### Material for this exercise

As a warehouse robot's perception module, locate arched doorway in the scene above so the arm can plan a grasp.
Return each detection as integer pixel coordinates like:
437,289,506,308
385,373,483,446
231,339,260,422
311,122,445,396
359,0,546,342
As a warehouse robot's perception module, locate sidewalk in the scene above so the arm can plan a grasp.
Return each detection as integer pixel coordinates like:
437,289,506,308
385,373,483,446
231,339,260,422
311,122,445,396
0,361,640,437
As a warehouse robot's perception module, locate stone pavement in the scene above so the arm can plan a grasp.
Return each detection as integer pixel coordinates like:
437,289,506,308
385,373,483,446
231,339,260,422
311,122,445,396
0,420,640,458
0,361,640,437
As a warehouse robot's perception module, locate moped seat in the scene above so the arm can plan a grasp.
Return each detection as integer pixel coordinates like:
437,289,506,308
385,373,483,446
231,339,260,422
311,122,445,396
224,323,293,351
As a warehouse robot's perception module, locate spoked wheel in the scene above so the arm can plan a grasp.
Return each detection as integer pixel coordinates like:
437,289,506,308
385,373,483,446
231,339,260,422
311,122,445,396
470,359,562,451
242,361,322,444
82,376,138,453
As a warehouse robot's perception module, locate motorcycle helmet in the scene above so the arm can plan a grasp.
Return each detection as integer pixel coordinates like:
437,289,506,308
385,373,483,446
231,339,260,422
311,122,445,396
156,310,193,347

######

■ **Written instruction**: Copy out word for word the stretch of the entries from the line containing "As a warehouse robot's perception module, locate motorcycle" through the end of the entries.

■ **Written solution**:
As a warehouse robot's perception module, locate motorcycle helmet in the scene above so the arm can plan a grasp.
Return each detection as integer pixel coordinates like:
437,289,506,308
385,373,483,446
231,339,260,422
311,122,445,396
156,310,193,347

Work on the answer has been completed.